> _PROBLEMAS PROPUESTOS_
1. Según el texto sobre la muerte de Francisco, ¿qué aumenta su legado de líder moral internacional?
2. Escribe el pasaje del texto sobre la muerte de Francisco que empieza con "Quizá la muerte" y sigue hasta "para el diálogo.".

> _FRAGMENTO DEL TEXTO_
□ □ □
La desaparición física de Francisco es mucho más que la muerte de un líder religioso, es un evento político y cultural. La de un líder moral internacional cuyo legado aumenta el capital simbólico de la Argentina en el mundo. Su voz seguirá incomodando dentro del sistema y resonando como un eco con más fuerza.
Quizá la muerte de una persona, pero a la vez el nacimiento de un mito, pueda en Argentina reorganizar las relaciones de poder, activando mecanismos de apropiación simbólica apolítica que generen unidad frente al orgullo nacional compartido ante el primer “argentino universal”.
Que el luto genere una tregua en la confrontación política reduciendo la polarización, abriendo caminos para nuevas formas de autoridad más democráticas y plurales y creando espacios para el diálogo.
Ese duelo colectivo puede llevar a procesar su ausencia reforzando la cohesión social al compartir un luto y, al honrar a “uno de los nuestros”, contribuir a reforzar nuestra identidad nacional.
Después de años de preeminencia de una Iglesia conservadora, legitimadora por omisión y hasta en algunos casos por acción de golpes de Estado, la renovación de la Iglesia argentina que deja Francisco revaloriza el rol de la religión —todas, no solo las cristianas— en la sociedad contemporánea y la posibilidad de que la Iglesia católica recupere su papel de mediadora nacional.
□ □ □
> _Filas de datos para señalar objetos_
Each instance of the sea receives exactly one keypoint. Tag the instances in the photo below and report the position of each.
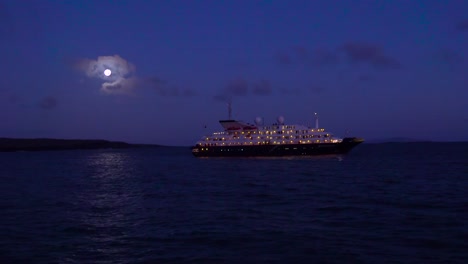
(380, 203)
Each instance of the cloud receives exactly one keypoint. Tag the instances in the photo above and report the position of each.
(120, 81)
(238, 87)
(241, 87)
(48, 103)
(372, 54)
(283, 58)
(302, 56)
(448, 56)
(323, 57)
(164, 88)
(262, 87)
(462, 25)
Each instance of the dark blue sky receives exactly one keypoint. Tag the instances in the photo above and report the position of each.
(379, 69)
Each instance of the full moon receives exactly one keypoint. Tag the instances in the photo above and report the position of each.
(107, 72)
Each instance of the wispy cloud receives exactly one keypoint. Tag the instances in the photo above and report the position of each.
(48, 103)
(262, 87)
(119, 77)
(356, 52)
(372, 54)
(116, 73)
(448, 56)
(241, 87)
(462, 25)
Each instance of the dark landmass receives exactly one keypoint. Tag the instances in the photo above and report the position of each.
(40, 144)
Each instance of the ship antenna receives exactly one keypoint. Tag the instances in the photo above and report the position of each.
(316, 120)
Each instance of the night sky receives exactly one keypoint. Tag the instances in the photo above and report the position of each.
(378, 69)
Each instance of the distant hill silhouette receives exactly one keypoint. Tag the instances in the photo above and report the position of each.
(39, 144)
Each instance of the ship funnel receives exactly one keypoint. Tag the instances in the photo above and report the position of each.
(316, 120)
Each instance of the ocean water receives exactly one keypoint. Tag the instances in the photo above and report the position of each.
(381, 203)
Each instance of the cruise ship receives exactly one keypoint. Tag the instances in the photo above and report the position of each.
(242, 139)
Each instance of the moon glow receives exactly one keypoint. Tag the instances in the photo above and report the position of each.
(107, 72)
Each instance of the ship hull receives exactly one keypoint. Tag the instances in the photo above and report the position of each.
(277, 150)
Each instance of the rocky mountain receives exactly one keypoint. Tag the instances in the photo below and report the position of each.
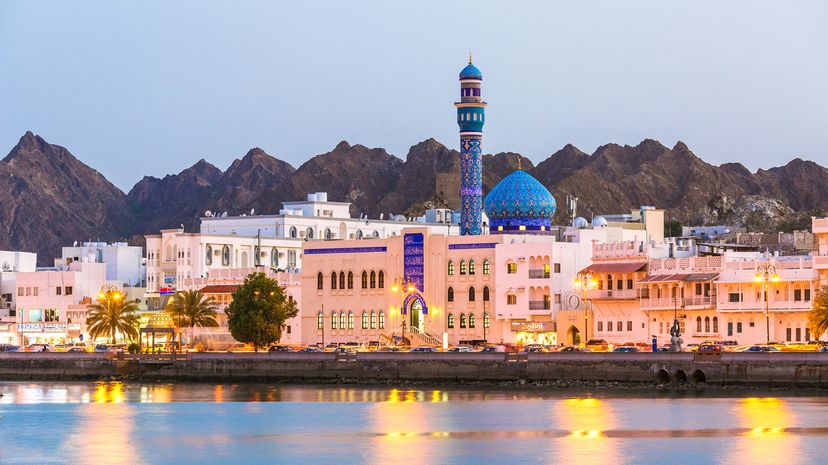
(50, 199)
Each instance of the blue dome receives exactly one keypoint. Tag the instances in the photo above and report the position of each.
(471, 72)
(519, 203)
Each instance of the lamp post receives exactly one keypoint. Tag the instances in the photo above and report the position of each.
(585, 280)
(766, 274)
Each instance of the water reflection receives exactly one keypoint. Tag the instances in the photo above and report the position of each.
(766, 439)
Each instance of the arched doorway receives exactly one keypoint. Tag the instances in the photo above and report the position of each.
(573, 335)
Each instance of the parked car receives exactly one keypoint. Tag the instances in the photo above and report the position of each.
(626, 349)
(281, 349)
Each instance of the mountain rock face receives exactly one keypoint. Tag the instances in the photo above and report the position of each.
(49, 199)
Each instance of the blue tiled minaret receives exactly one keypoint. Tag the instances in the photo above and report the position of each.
(470, 111)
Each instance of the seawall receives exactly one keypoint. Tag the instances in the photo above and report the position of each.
(796, 369)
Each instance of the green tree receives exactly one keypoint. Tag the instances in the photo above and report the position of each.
(111, 316)
(818, 316)
(259, 310)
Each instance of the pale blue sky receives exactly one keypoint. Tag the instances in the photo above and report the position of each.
(134, 88)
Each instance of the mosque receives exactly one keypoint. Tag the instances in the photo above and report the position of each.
(505, 284)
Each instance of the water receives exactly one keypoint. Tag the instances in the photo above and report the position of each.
(116, 423)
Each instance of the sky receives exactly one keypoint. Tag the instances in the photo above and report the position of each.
(150, 87)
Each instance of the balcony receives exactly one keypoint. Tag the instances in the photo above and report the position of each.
(601, 294)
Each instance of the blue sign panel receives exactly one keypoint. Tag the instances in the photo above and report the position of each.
(413, 261)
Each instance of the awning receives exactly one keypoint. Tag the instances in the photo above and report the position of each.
(219, 289)
(680, 277)
(624, 267)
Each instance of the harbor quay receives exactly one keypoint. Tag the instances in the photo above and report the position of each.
(787, 369)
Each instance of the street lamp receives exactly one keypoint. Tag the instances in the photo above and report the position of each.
(766, 274)
(585, 280)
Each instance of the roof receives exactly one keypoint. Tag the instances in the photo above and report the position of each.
(680, 277)
(219, 289)
(626, 267)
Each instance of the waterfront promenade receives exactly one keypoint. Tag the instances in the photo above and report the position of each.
(795, 369)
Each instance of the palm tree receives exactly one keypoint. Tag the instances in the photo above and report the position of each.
(818, 317)
(192, 308)
(111, 316)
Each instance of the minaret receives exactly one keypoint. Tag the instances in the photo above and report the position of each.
(470, 111)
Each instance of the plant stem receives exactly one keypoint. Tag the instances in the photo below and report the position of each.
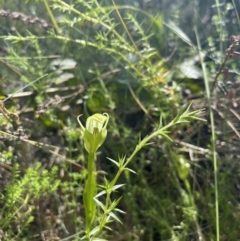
(51, 16)
(90, 191)
(208, 92)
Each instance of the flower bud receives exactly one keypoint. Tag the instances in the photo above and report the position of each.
(95, 132)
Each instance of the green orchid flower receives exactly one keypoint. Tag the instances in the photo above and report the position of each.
(95, 132)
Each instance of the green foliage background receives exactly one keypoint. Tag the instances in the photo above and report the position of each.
(137, 61)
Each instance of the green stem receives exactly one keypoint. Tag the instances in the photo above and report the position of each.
(212, 121)
(90, 191)
(51, 16)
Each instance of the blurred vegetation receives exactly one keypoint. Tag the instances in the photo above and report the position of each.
(139, 61)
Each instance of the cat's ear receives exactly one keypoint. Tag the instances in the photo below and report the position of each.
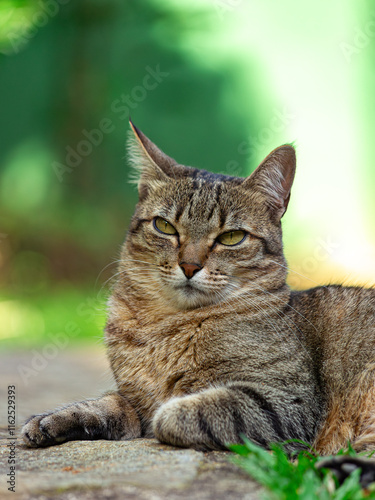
(274, 177)
(150, 163)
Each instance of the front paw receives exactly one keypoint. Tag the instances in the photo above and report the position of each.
(42, 430)
(189, 423)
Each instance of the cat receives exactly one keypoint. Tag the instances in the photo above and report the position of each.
(206, 341)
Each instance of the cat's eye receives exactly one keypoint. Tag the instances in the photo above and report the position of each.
(231, 238)
(164, 226)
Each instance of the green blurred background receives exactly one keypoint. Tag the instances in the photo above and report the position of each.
(216, 84)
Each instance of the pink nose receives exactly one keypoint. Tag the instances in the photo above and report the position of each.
(190, 269)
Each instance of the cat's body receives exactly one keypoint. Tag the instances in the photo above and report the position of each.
(206, 341)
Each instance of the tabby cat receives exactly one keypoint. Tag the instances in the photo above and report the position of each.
(206, 341)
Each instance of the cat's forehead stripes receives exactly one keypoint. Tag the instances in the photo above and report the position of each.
(203, 202)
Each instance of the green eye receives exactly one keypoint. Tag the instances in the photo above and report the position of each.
(231, 238)
(163, 226)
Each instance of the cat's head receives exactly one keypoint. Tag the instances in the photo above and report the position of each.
(198, 238)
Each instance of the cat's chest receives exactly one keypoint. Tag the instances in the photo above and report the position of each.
(153, 364)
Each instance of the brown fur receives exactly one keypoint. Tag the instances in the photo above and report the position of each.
(206, 341)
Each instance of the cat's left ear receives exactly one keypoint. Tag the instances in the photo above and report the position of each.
(274, 177)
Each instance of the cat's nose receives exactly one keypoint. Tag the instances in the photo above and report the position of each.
(190, 269)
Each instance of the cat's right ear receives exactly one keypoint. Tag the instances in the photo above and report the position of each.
(151, 165)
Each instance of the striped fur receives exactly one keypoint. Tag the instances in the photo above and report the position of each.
(231, 351)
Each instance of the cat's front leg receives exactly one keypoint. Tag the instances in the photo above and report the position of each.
(108, 417)
(216, 417)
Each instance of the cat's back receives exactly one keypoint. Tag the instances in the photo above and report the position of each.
(339, 326)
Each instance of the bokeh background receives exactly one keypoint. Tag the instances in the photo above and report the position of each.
(216, 84)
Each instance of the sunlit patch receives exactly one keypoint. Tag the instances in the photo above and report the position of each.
(20, 319)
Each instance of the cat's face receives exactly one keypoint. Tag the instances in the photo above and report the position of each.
(197, 238)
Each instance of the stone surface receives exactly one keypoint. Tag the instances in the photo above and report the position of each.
(140, 469)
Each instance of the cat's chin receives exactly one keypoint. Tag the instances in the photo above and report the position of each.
(188, 297)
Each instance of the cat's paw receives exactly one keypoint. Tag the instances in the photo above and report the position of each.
(190, 422)
(42, 430)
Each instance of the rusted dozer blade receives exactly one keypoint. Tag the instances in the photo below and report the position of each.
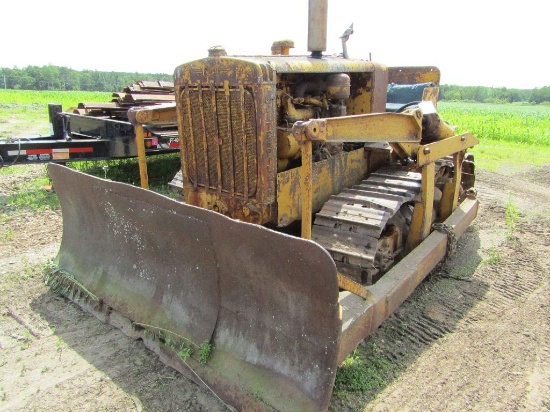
(266, 301)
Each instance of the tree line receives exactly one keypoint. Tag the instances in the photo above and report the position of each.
(484, 94)
(62, 78)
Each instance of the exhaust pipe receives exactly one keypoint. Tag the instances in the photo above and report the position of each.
(317, 28)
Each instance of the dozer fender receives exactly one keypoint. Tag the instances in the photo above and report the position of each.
(266, 301)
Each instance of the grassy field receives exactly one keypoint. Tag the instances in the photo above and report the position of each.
(510, 134)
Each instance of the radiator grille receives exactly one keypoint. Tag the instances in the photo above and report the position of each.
(220, 136)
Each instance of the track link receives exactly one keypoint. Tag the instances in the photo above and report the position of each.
(363, 227)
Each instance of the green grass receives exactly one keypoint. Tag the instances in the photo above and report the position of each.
(510, 135)
(513, 123)
(43, 97)
(364, 370)
(24, 113)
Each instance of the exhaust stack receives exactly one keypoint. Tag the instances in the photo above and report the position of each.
(317, 27)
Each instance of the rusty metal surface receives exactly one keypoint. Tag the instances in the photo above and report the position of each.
(414, 75)
(362, 317)
(267, 302)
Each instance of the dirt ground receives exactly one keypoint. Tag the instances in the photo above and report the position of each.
(474, 336)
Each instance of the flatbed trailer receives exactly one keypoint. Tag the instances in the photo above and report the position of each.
(91, 132)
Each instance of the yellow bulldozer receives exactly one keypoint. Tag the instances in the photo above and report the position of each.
(319, 192)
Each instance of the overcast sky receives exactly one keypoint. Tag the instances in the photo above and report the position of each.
(474, 43)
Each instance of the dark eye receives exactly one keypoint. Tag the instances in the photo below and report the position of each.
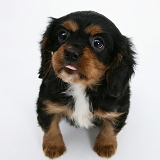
(63, 35)
(98, 43)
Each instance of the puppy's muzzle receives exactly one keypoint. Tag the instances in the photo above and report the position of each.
(72, 54)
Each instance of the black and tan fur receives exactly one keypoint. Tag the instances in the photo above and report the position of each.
(85, 69)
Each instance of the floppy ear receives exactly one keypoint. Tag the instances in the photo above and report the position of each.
(121, 68)
(46, 49)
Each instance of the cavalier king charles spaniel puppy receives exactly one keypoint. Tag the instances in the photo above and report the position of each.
(85, 69)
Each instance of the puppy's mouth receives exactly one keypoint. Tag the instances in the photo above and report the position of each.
(72, 68)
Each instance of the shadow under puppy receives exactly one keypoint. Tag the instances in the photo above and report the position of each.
(85, 69)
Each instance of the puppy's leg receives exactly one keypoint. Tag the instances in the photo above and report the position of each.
(53, 144)
(106, 143)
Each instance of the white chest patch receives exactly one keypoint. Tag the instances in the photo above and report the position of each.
(82, 114)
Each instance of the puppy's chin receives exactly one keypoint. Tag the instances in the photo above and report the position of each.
(69, 76)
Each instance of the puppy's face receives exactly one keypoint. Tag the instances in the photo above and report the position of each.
(82, 45)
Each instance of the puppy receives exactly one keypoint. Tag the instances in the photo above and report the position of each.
(85, 69)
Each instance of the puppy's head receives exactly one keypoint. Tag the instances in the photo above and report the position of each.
(82, 47)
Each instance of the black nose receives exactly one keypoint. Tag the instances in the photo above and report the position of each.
(72, 54)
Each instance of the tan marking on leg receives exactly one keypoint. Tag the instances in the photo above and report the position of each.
(55, 108)
(106, 143)
(53, 144)
(112, 116)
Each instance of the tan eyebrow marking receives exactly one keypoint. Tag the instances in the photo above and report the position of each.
(70, 25)
(93, 29)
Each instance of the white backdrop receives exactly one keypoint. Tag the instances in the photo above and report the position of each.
(21, 25)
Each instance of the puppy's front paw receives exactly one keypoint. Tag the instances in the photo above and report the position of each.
(106, 150)
(53, 147)
(53, 151)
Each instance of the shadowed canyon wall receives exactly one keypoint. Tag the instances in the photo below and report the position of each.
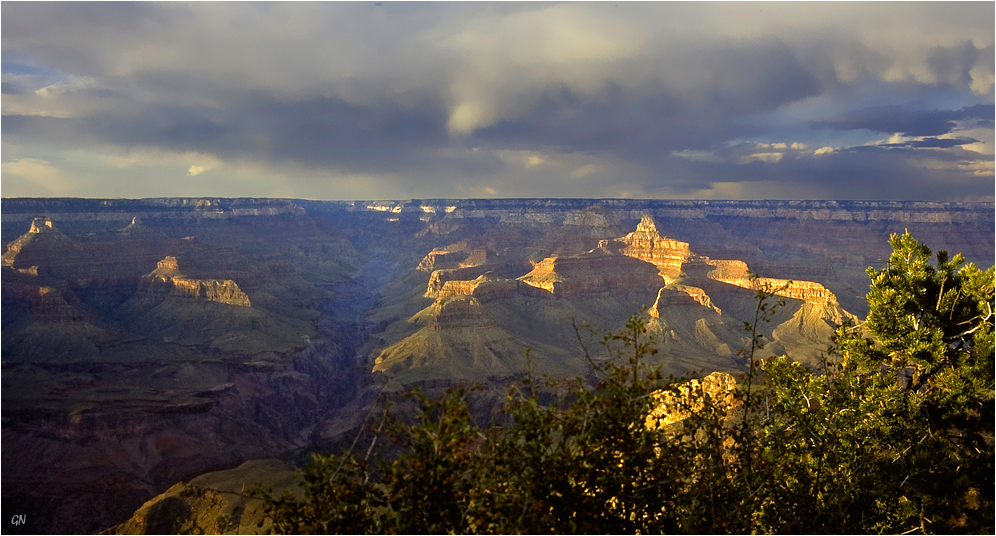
(146, 342)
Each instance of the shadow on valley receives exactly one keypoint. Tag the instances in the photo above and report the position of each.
(171, 350)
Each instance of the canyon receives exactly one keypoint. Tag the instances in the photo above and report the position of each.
(149, 346)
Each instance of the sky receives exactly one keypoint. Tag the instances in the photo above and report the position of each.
(395, 100)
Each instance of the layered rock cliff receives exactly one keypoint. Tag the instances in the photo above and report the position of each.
□ □ □
> _PROBLEMAS RESUELTOS_
1. El capital simbólico de la Argentina en el mundo.

2.
Quizá la muerte de una persona, pero a la vez el nacimiento de un mito, pueda en Argentina reorganizar las relaciones de poder, activando mecanismos de apropiación simbólica apolítica que generen unidad frente al orgullo nacional compartido ante el primer “argentino universal”.
Que el luto genere una tregua en la confrontación política reduciendo la polarización, abriendo caminos para nuevas formas de autoridad más democráticas y plurales y creando espacios para el diálogo.